====== Provided data ======

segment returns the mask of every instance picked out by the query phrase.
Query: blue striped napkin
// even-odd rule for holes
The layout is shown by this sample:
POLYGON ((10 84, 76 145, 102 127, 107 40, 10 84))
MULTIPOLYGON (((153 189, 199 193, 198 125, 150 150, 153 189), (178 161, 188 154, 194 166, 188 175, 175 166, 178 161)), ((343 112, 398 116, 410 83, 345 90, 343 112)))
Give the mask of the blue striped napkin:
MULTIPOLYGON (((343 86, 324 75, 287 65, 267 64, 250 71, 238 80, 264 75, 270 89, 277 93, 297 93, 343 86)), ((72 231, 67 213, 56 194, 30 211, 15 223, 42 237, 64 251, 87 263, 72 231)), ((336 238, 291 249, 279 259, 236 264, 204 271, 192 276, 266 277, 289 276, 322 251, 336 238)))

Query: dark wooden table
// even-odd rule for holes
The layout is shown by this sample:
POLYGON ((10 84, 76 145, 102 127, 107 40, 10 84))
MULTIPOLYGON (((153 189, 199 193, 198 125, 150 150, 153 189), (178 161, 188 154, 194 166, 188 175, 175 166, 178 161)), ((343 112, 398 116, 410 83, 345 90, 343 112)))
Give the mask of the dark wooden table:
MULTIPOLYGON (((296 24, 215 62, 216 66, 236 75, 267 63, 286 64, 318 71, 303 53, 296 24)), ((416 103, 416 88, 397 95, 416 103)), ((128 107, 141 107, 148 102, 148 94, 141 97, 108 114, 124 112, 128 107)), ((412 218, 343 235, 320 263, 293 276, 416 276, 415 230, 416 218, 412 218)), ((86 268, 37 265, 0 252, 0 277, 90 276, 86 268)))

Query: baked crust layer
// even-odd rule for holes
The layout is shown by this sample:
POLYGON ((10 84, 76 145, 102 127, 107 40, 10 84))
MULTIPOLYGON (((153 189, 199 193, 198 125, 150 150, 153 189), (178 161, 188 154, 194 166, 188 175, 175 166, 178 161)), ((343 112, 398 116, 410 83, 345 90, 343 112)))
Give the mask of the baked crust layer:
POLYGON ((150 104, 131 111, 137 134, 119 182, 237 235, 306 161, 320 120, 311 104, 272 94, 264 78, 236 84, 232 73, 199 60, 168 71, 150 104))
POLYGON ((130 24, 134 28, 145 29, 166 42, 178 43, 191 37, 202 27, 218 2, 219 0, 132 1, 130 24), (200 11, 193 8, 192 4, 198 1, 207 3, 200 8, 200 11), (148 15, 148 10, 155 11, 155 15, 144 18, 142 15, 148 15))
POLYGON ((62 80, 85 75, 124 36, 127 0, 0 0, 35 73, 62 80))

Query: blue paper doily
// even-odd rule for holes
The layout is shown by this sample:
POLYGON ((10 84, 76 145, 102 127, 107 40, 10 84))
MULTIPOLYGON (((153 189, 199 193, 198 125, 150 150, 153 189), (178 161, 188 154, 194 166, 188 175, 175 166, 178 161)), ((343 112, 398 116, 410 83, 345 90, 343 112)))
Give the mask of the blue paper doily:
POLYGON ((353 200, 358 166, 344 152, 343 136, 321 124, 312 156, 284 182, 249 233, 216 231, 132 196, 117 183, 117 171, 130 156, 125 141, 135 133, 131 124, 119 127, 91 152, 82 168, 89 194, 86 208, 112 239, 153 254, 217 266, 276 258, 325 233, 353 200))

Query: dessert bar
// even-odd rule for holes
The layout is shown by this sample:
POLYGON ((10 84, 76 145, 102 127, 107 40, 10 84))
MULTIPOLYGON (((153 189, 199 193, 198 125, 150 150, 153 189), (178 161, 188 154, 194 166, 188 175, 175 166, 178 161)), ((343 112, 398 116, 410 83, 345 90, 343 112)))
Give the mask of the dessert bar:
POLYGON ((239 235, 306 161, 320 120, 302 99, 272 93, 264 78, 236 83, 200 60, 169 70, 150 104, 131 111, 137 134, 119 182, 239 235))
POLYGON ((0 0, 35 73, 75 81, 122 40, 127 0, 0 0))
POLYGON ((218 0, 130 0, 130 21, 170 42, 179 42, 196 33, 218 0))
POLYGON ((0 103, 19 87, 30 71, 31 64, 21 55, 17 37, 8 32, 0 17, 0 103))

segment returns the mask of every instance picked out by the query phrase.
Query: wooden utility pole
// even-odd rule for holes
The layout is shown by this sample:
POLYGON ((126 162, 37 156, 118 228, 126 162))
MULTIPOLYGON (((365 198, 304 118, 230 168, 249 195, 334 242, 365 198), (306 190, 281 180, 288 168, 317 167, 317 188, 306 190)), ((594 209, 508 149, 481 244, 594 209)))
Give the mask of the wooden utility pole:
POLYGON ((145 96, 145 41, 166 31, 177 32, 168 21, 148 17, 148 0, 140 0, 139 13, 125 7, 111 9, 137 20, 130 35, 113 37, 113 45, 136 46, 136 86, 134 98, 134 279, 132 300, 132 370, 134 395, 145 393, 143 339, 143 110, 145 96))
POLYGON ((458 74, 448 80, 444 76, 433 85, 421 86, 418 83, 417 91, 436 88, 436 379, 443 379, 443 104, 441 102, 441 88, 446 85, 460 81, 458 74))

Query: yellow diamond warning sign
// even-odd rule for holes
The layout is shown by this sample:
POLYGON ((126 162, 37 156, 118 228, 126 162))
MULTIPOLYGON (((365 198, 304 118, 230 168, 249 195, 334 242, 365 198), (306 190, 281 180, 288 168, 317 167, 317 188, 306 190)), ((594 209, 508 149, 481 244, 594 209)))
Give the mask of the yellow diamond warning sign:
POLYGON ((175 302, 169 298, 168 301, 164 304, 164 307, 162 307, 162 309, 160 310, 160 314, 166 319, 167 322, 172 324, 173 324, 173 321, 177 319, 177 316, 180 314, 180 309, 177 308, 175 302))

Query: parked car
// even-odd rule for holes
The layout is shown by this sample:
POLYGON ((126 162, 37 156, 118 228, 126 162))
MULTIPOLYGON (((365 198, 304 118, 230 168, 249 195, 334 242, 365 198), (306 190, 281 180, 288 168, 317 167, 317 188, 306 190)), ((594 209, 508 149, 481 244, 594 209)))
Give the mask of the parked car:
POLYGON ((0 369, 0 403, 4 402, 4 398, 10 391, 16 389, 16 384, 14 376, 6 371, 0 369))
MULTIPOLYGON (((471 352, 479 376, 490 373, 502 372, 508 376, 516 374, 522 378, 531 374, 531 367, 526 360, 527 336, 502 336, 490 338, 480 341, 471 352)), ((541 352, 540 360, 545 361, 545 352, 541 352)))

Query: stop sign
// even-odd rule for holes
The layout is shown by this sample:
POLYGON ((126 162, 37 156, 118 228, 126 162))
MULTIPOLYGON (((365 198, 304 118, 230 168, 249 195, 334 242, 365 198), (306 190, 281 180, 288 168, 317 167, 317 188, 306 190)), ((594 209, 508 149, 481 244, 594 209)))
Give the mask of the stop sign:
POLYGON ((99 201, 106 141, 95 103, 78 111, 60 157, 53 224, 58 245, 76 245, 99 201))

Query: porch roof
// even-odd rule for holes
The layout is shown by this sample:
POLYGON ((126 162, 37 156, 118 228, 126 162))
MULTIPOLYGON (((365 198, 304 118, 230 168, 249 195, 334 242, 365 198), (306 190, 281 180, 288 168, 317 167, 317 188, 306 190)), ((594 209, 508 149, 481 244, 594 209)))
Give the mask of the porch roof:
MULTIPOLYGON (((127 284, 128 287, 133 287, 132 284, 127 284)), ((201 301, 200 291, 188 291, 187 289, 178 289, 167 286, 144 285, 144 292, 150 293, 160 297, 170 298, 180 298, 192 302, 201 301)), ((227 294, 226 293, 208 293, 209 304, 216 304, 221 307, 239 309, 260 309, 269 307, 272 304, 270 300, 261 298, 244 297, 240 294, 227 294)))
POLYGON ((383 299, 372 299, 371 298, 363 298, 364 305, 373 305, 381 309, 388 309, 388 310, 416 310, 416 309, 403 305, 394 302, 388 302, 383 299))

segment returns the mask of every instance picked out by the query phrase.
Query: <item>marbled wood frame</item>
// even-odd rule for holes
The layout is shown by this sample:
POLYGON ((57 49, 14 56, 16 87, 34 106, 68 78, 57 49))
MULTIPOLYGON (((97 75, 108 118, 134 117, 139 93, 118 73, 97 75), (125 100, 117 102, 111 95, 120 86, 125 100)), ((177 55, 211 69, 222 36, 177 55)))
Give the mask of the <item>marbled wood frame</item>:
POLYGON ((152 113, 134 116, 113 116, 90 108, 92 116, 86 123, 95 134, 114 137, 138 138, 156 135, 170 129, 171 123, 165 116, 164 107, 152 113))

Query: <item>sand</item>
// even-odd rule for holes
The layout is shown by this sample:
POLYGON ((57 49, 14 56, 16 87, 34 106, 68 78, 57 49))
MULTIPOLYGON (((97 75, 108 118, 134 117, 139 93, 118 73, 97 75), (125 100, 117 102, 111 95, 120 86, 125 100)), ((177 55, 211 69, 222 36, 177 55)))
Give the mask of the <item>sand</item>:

======

#### Written task
Please copy the data above word for word, starting at the line that contains "Query: blue paper doily" and ending at the line that contains "POLYGON ((458 74, 448".

#### The reply
Query: blue paper doily
// even-odd rule for holes
The layout is shown by this sample:
POLYGON ((10 84, 76 145, 102 127, 107 40, 10 84))
MULTIPOLYGON (((153 189, 199 193, 198 125, 150 150, 153 189), (178 161, 188 154, 194 166, 188 175, 175 166, 178 161)), ((343 112, 398 116, 410 83, 345 90, 343 112)))
Give the mask of the blue paper doily:
POLYGON ((353 200, 358 166, 344 152, 343 136, 321 124, 312 156, 284 182, 249 233, 216 231, 132 196, 117 183, 117 171, 130 156, 125 141, 135 133, 131 124, 119 127, 91 152, 82 168, 89 194, 86 208, 112 239, 153 254, 217 266, 276 258, 325 233, 353 200))

Query: dessert bar
// even-odd rule for holes
The layout is shown by this sample:
POLYGON ((10 84, 76 145, 102 127, 107 40, 10 84))
MULTIPOLYGON (((153 189, 199 193, 198 125, 150 150, 153 189), (178 161, 188 154, 194 166, 188 175, 175 166, 178 161)), ((343 112, 398 116, 410 83, 345 90, 343 112)))
Give the mask of the dessert bar:
POLYGON ((239 235, 306 161, 320 120, 302 99, 272 93, 264 78, 236 83, 200 60, 169 70, 150 104, 131 111, 137 134, 119 182, 239 235))
POLYGON ((0 0, 35 73, 75 81, 122 40, 127 0, 0 0))
POLYGON ((218 0, 130 0, 130 21, 170 42, 179 42, 196 33, 218 0))
POLYGON ((0 103, 19 87, 30 71, 31 64, 21 55, 17 37, 8 32, 0 17, 0 103))

segment returns the mask of every instance picked out by the query phrase.
Query: wooden utility pole
// even-odd rule for holes
The layout is shown by this sample:
POLYGON ((126 162, 37 156, 118 228, 126 162))
MULTIPOLYGON (((365 198, 304 118, 230 168, 249 195, 334 242, 365 198), (306 190, 281 180, 288 168, 317 167, 317 188, 306 190)), ((594 209, 508 149, 481 244, 594 209)))
Give the mask of the wooden utility pole:
POLYGON ((145 96, 145 41, 166 31, 177 32, 168 21, 148 17, 148 0, 140 0, 139 13, 125 7, 111 9, 137 20, 130 35, 113 37, 113 45, 136 46, 136 86, 134 98, 134 279, 132 300, 132 370, 134 395, 145 393, 143 339, 143 110, 145 96))
POLYGON ((458 74, 448 80, 444 76, 433 85, 421 86, 418 83, 417 91, 436 88, 436 379, 443 379, 443 104, 441 102, 441 88, 446 85, 460 81, 458 74))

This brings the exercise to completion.